#### YOUR TASK:
From the anisotropy energy text below, extract word for word the part that starts with the words "So starting from" and runs through "of different sublattices.".

The equilibrium equation of the anisotropy energy has not a complete analytical solution so computer analysis is useful. The interesting aspect regards the simulation of the resulted magnetization curves, analytical or discontinuous with FOMP. By computer it is possible to fit the obtained results by an equivalent anisotropy energy expression:^[3]

$${\displaystyle {\displaystyle E_A=K_1^{*}{\sin }^2\theta +K_2^{*}{\sin }^4\theta +K_3^{*}{\sin }^6\theta }}$$

where:

• ${\displaystyle K_1^{*},K_2^{*},K_3^{*}}$ are the equivalent anisotropy constants up to six order
• ${\displaystyle \theta }$ is the angle between the magnetization and the easy c-axis

So starting from a forth order anisotropy energy expression we obtain an equivalent expression of sixth order, that is higher anisotropy constant can be derived from the competing anisotropy of different sublattices.

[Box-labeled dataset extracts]
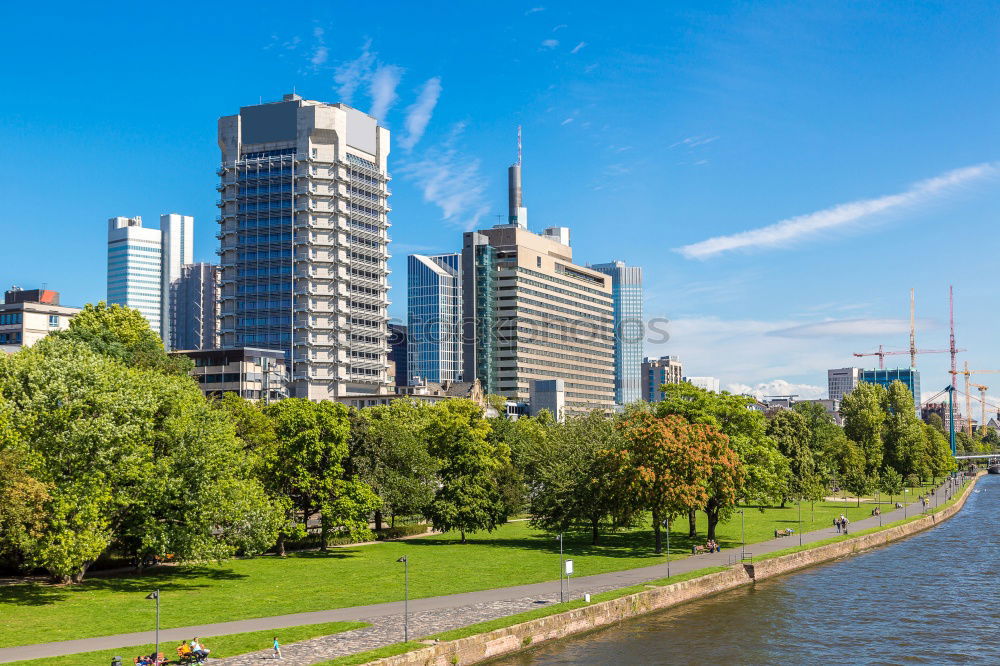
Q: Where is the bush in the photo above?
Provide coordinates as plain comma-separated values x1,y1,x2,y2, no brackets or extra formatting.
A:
375,523,427,541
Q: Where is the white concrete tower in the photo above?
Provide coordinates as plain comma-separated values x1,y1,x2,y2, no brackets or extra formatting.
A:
218,95,389,400
108,216,163,335
160,213,194,349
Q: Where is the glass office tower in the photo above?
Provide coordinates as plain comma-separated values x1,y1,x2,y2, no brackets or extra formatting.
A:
407,254,462,383
591,261,645,405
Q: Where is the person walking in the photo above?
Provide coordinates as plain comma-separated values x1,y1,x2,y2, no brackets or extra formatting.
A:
274,636,284,659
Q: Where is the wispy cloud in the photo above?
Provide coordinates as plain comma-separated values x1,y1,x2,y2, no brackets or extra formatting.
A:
333,39,375,104
672,134,719,148
368,65,403,120
675,163,998,259
726,379,826,400
397,123,489,231
399,76,441,150
765,318,933,338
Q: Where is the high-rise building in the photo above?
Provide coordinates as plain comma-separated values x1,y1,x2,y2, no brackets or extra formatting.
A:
160,213,194,349
588,260,644,405
0,287,80,352
462,224,615,414
859,368,920,416
684,377,719,393
165,263,219,350
826,368,861,401
389,323,410,387
218,95,389,400
641,356,684,402
407,254,462,382
108,217,163,335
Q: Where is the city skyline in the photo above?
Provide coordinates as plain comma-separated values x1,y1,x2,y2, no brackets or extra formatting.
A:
0,3,1000,397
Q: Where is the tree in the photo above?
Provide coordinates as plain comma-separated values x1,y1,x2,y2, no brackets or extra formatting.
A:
840,382,888,475
346,399,437,530
528,411,637,545
767,409,816,506
0,336,282,581
879,467,903,502
424,399,510,543
264,398,379,554
53,301,193,375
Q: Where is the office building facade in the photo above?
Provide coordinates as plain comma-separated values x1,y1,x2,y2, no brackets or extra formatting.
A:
641,356,684,402
859,368,920,417
389,323,410,387
684,377,720,393
164,263,219,349
218,95,389,400
160,213,200,349
407,254,462,382
462,223,615,414
108,217,163,337
588,260,645,405
826,368,861,401
0,287,80,353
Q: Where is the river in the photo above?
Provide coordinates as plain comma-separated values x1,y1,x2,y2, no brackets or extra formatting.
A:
491,476,1000,666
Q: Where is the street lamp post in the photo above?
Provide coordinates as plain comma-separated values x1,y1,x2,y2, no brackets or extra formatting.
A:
396,555,410,643
146,590,160,663
557,532,566,603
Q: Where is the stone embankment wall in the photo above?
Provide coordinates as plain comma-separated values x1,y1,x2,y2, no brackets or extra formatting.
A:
370,483,975,666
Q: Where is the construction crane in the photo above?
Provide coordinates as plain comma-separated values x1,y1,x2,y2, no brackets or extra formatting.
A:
972,382,990,432
952,360,1000,437
854,345,961,370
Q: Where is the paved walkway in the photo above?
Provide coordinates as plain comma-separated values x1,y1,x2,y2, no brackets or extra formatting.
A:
0,474,968,666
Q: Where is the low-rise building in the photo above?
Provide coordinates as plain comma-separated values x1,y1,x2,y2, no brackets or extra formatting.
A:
170,347,288,402
337,379,487,409
0,287,80,353
641,356,684,402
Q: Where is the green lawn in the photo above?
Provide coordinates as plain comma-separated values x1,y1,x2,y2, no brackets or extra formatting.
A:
9,622,369,666
0,486,936,647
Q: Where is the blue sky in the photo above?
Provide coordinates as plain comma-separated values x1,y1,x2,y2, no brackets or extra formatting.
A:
0,0,1000,404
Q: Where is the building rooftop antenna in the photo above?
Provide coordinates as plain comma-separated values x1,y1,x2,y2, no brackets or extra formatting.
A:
517,125,521,166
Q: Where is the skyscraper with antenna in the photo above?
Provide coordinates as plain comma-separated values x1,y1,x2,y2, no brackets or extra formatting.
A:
507,125,528,229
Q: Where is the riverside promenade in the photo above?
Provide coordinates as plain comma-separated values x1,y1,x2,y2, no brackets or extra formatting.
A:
0,474,968,666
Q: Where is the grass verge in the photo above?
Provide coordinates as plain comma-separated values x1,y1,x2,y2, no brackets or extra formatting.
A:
10,622,369,666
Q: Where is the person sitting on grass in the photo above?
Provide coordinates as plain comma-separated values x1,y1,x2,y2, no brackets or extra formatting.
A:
191,636,211,663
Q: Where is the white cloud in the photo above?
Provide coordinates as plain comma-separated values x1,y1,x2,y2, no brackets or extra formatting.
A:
675,162,998,259
399,76,441,150
309,46,330,67
767,319,931,338
333,39,375,104
368,65,403,120
397,124,489,231
668,135,719,148
726,379,827,400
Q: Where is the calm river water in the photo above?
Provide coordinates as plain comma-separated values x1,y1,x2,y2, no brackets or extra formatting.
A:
492,476,1000,666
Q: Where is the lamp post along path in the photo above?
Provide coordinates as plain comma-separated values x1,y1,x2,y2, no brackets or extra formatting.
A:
396,555,410,643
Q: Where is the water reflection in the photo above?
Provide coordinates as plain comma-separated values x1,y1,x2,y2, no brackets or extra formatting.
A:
493,476,1000,666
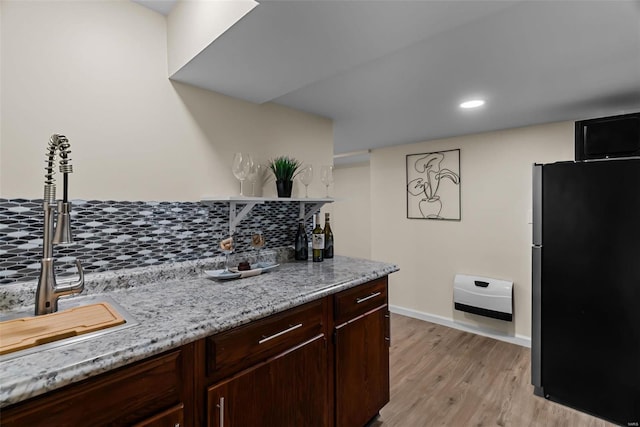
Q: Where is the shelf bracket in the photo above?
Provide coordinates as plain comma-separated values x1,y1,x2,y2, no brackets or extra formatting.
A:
229,201,261,234
300,202,327,223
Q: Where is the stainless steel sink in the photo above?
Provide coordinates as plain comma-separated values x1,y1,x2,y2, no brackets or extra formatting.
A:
0,295,138,362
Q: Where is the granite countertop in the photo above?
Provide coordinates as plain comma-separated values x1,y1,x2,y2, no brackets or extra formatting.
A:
0,256,398,407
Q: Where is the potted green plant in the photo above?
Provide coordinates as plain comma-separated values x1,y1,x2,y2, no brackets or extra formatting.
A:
269,156,302,197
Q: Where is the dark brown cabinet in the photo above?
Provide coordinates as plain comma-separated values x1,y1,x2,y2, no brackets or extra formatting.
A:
207,336,328,427
1,346,193,427
0,277,389,427
334,280,390,427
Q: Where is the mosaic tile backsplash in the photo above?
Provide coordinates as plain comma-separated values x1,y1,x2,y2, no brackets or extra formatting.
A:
0,199,311,285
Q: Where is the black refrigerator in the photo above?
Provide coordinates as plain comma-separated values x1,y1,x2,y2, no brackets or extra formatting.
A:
531,158,640,426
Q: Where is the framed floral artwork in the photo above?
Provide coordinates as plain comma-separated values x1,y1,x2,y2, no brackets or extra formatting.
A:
407,149,461,221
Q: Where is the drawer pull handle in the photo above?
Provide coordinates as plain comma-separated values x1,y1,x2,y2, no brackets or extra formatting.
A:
216,397,224,427
356,292,382,304
258,323,302,344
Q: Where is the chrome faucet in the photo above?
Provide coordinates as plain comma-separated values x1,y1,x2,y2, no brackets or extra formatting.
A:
35,134,84,316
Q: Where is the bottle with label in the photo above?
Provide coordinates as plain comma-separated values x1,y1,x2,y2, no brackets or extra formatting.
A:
295,218,309,261
311,213,324,262
324,212,333,259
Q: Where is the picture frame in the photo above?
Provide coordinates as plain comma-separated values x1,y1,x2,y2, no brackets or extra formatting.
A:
406,149,462,221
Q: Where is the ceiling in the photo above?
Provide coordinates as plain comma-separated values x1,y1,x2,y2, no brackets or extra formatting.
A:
144,0,640,159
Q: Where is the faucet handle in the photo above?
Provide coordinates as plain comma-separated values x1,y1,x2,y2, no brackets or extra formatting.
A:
55,258,84,296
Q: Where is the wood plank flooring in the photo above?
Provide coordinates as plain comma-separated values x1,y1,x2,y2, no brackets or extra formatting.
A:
370,314,613,427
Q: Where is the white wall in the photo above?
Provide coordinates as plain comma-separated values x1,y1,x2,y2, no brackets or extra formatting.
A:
334,122,573,339
0,0,333,201
330,163,372,259
167,0,258,76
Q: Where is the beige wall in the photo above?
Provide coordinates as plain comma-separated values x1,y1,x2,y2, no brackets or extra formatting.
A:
329,163,372,259
167,0,258,75
334,122,573,340
0,0,333,200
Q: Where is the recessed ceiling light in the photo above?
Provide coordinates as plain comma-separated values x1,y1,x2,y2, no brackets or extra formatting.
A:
460,99,484,109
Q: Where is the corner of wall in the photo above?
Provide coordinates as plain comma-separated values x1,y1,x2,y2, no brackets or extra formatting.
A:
167,0,258,76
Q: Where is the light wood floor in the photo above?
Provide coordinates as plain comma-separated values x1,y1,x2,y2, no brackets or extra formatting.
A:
370,314,613,427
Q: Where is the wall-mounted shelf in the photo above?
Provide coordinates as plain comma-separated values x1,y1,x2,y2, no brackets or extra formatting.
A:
201,196,334,233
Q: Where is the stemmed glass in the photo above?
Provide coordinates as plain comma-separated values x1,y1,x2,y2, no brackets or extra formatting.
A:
298,165,313,198
247,163,264,196
251,230,265,264
231,153,253,196
220,233,235,273
320,165,333,197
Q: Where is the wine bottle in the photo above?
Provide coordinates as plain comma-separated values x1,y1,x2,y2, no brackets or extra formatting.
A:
324,212,333,259
311,213,324,262
295,218,309,261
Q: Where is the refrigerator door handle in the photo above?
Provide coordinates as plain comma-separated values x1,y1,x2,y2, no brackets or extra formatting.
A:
532,164,542,245
531,246,544,396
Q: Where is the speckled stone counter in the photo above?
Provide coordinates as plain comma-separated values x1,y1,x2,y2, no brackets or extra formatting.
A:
0,257,398,407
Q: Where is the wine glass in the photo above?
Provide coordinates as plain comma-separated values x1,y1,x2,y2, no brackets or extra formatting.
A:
231,153,253,196
220,233,235,273
320,165,333,197
247,163,265,196
298,165,313,198
251,230,265,264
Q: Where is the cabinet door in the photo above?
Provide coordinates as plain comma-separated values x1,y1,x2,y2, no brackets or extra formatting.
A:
207,335,327,427
335,305,389,427
2,350,184,427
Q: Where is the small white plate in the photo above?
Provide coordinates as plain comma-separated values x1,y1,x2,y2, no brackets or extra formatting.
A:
204,270,240,280
204,262,280,280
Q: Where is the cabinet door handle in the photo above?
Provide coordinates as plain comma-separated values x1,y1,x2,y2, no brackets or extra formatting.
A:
217,397,224,427
258,323,302,344
356,292,382,304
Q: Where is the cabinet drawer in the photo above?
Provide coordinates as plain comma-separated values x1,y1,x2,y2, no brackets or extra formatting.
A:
334,277,387,324
133,403,184,427
206,299,326,379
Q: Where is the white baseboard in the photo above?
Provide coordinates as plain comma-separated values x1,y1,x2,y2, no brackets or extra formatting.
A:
389,305,531,348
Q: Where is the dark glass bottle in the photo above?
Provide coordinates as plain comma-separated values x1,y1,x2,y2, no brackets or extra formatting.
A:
295,218,309,261
311,213,324,262
324,212,333,259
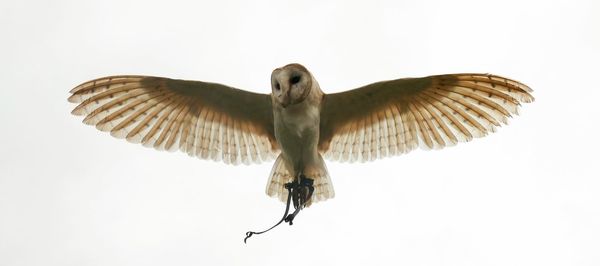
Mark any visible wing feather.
[68,76,279,164]
[319,73,534,162]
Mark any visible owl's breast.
[274,101,320,171]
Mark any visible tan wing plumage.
[319,74,534,162]
[69,76,279,164]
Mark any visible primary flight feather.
[69,64,534,209]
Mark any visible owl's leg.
[244,174,315,243]
[285,174,315,225]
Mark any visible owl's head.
[271,64,313,108]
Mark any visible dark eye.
[290,75,302,85]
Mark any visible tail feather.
[266,155,335,207]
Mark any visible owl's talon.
[244,174,315,243]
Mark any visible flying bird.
[68,64,534,241]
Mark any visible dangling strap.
[244,182,300,244]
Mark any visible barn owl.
[68,64,534,241]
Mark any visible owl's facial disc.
[271,64,312,108]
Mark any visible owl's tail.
[266,154,335,207]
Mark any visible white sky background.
[0,0,600,266]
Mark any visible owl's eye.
[290,75,302,85]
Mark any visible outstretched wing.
[319,74,534,162]
[69,76,278,164]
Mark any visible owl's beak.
[281,90,292,108]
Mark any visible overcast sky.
[0,0,600,266]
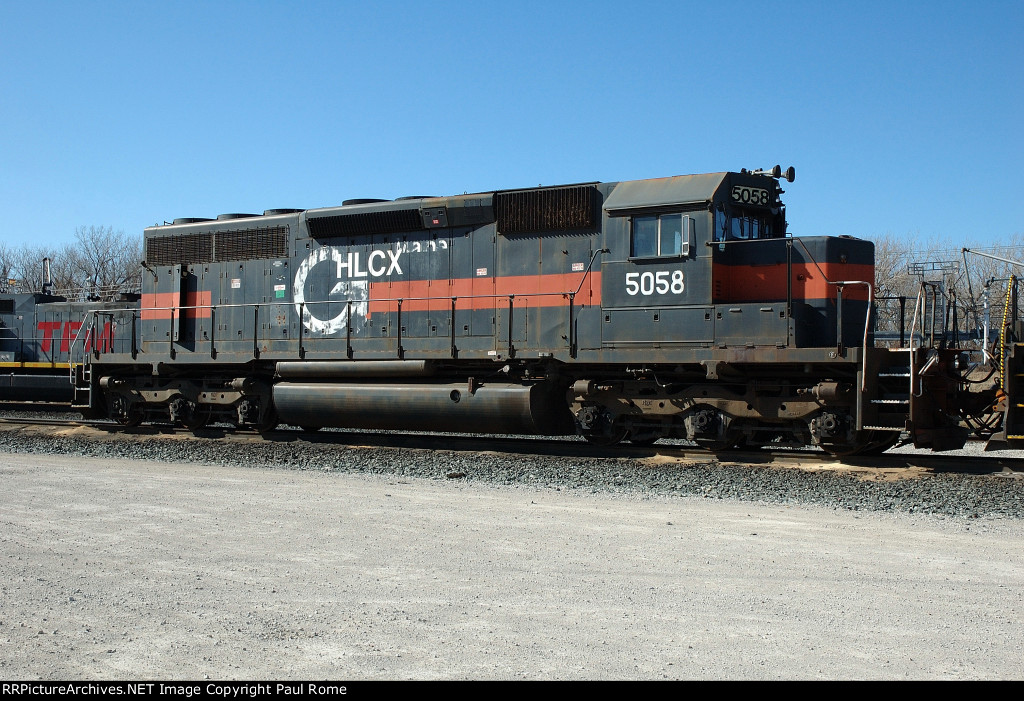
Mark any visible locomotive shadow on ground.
[253,429,1024,477]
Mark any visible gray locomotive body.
[79,169,970,452]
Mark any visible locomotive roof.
[604,173,729,212]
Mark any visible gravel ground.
[0,421,1024,680]
[0,421,1024,519]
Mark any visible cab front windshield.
[715,204,775,240]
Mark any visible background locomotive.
[0,167,995,453]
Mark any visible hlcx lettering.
[36,321,114,353]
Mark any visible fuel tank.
[273,382,574,436]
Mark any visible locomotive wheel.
[110,395,143,427]
[256,406,278,433]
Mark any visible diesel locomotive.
[0,167,995,454]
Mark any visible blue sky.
[0,0,1024,246]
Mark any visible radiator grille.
[495,185,598,233]
[214,226,288,262]
[145,226,289,265]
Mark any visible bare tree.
[0,226,142,300]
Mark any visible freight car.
[0,167,1007,454]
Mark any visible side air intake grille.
[214,226,288,262]
[145,226,289,265]
[145,233,213,265]
[495,185,598,233]
[306,209,423,238]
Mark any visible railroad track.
[0,417,1024,479]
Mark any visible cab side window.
[632,214,683,258]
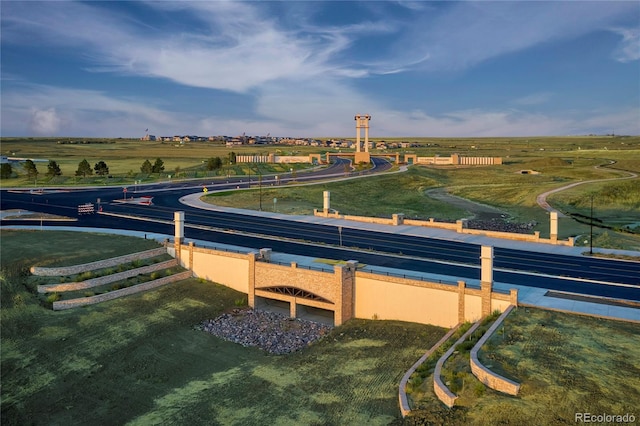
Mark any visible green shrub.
[45,293,62,303]
[78,271,93,281]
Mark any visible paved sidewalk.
[180,193,640,257]
[3,223,640,322]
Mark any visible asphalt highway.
[0,160,640,301]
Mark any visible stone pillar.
[189,241,195,272]
[247,252,258,309]
[364,123,369,152]
[458,281,467,324]
[549,212,558,243]
[322,191,331,214]
[509,288,518,307]
[391,213,404,226]
[173,212,184,260]
[356,115,360,152]
[480,246,493,316]
[333,260,358,326]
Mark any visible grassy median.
[0,231,445,425]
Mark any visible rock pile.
[196,309,333,355]
[467,219,537,234]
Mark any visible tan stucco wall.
[464,294,482,321]
[255,262,340,302]
[354,273,458,328]
[188,246,249,293]
[491,297,511,312]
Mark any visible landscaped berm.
[0,230,640,425]
[0,230,445,425]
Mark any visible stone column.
[458,281,467,324]
[247,252,258,309]
[322,191,331,214]
[356,115,360,152]
[189,241,195,272]
[549,212,558,243]
[173,212,184,260]
[364,122,369,152]
[480,246,493,315]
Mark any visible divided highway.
[0,157,640,301]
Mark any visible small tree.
[47,160,62,177]
[24,160,38,179]
[76,159,93,177]
[93,161,109,176]
[0,163,13,179]
[207,157,222,170]
[151,158,164,173]
[140,160,153,174]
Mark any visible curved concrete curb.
[53,271,193,311]
[398,324,460,417]
[469,305,520,395]
[433,319,482,408]
[31,247,167,277]
[38,259,178,293]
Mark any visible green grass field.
[0,231,445,425]
[405,307,640,426]
[0,136,640,250]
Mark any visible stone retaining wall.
[313,209,574,247]
[398,324,460,417]
[31,247,167,277]
[469,305,520,395]
[53,271,192,311]
[38,259,178,293]
[433,320,482,408]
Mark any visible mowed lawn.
[1,231,445,425]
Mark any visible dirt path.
[425,188,508,220]
[536,161,638,216]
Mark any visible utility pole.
[589,194,593,254]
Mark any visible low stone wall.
[469,305,520,395]
[433,320,482,408]
[38,259,178,293]
[313,209,574,247]
[398,324,460,417]
[404,218,458,231]
[341,215,393,225]
[31,247,167,277]
[53,271,192,311]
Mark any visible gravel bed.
[196,309,333,355]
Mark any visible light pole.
[258,169,262,211]
[589,194,593,254]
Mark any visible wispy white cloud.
[3,2,366,92]
[2,82,640,138]
[29,108,63,135]
[397,2,637,70]
[1,84,181,137]
[613,28,640,62]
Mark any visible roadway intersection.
[0,160,640,301]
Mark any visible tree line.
[0,156,236,179]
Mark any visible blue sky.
[0,1,640,138]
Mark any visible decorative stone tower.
[355,114,371,164]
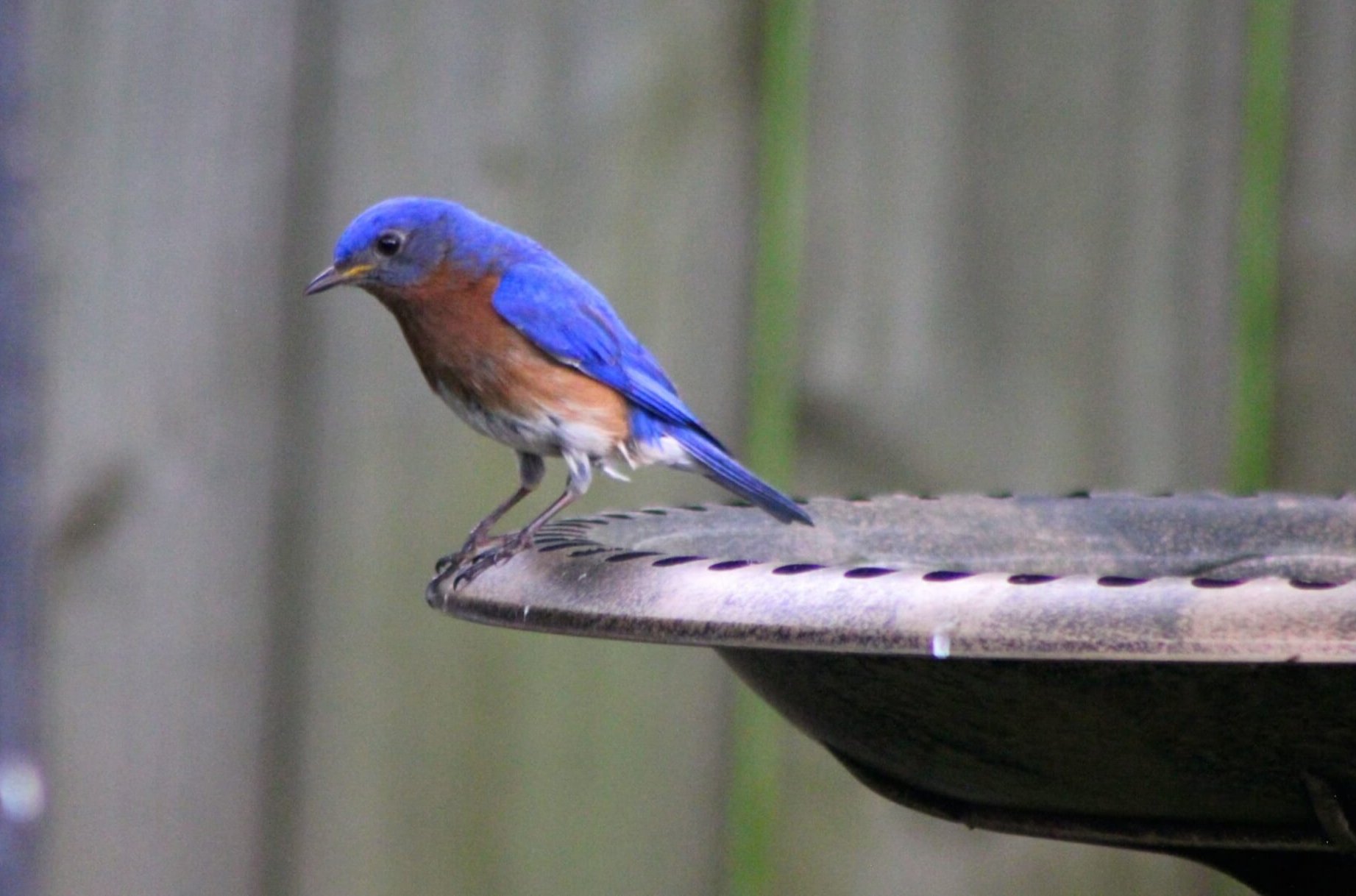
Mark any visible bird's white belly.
[438,386,625,463]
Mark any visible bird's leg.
[434,452,547,572]
[453,452,592,589]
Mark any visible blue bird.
[307,196,814,583]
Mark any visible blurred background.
[0,0,1356,896]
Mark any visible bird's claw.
[430,533,531,595]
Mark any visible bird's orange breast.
[377,264,631,444]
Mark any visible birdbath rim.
[427,494,1356,663]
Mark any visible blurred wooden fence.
[32,0,1356,896]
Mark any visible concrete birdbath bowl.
[428,495,1356,895]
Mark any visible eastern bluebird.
[307,198,814,583]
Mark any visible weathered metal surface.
[441,495,1356,893]
[430,495,1356,663]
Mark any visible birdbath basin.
[427,495,1356,895]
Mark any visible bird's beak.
[307,264,373,296]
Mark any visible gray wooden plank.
[1276,3,1356,492]
[32,3,303,893]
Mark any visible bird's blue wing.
[492,262,719,444]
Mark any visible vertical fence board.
[34,3,302,895]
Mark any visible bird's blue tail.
[669,426,815,526]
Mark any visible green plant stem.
[725,0,812,896]
[1230,0,1291,492]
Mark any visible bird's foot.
[434,531,531,591]
[433,531,513,576]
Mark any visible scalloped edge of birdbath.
[427,494,1356,663]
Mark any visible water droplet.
[933,622,956,660]
[0,756,48,824]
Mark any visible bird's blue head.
[307,196,525,296]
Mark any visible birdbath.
[427,495,1356,896]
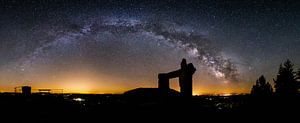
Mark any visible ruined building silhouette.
[158,59,196,96]
[124,59,196,97]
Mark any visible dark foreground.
[0,93,300,123]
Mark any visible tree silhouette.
[251,75,273,96]
[273,59,298,96]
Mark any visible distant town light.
[73,98,85,102]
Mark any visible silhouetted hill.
[124,88,180,97]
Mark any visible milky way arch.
[20,18,238,81]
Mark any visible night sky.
[0,0,300,94]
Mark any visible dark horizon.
[0,0,300,95]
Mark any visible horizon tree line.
[251,59,300,96]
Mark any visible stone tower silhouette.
[158,59,196,97]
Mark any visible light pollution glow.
[0,0,300,94]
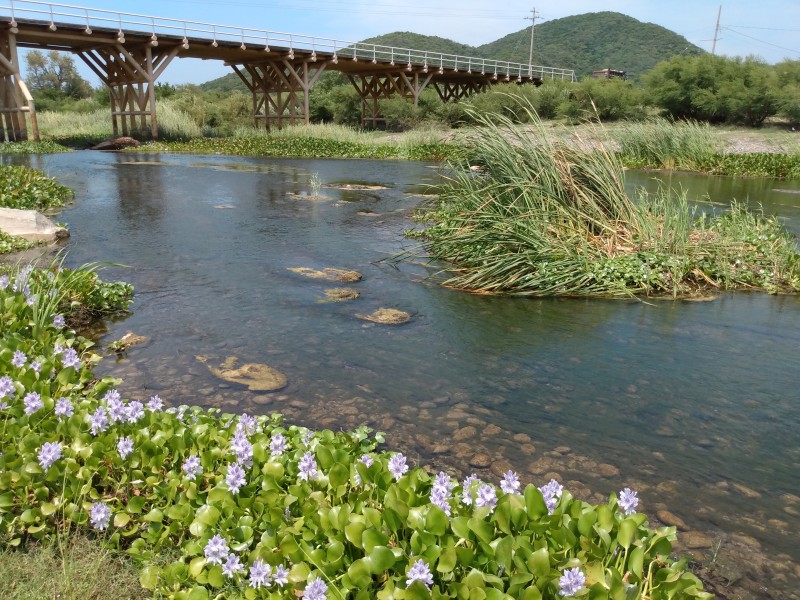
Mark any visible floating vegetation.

#### ANSWER FOR THE TASK:
So starting from a forth order anisotropy energy expression we obtain an equivalent expression of sixth order, that is higher anisotropy constant can be derived from the competing anisotropy of different sublattices.